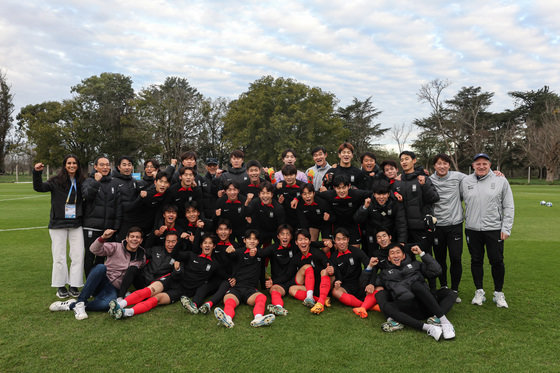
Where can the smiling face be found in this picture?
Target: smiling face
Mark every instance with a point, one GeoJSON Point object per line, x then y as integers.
{"type": "Point", "coordinates": [71, 166]}
{"type": "Point", "coordinates": [396, 256]}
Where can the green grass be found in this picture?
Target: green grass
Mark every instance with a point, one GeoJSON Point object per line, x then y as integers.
{"type": "Point", "coordinates": [521, 338]}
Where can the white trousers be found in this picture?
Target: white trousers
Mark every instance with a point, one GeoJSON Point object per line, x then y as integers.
{"type": "Point", "coordinates": [75, 238]}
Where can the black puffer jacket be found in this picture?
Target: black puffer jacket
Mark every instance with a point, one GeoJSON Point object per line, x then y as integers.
{"type": "Point", "coordinates": [103, 208]}
{"type": "Point", "coordinates": [59, 194]}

+++

→ **Instructions to follow**
Pull every line of text from the material above and reproduce it word for word, omitting the pictures.

→ **The completed task**
Where can the smiling face be found in this picture?
Target: smiling face
Mark every instance with a point, one GeoJSON Point object per line, x then y as integers.
{"type": "Point", "coordinates": [71, 166]}
{"type": "Point", "coordinates": [396, 256]}
Where can the green grass be found in this picture?
Target: green grass
Mark every instance with a point, one GeoJSON Point object per line, x then y as integers.
{"type": "Point", "coordinates": [521, 338]}
Where can the white trousers be found in this picture?
Target: white trousers
Mark every instance with a point, one GeoJSON Point object per line, x then y as integers.
{"type": "Point", "coordinates": [75, 238]}
Where can the black puffer jacket be found in this picture?
Target: black puffer jacket
Mark every instance with a point, one GeoJSON Point object per line, x then y as integers.
{"type": "Point", "coordinates": [103, 208]}
{"type": "Point", "coordinates": [59, 194]}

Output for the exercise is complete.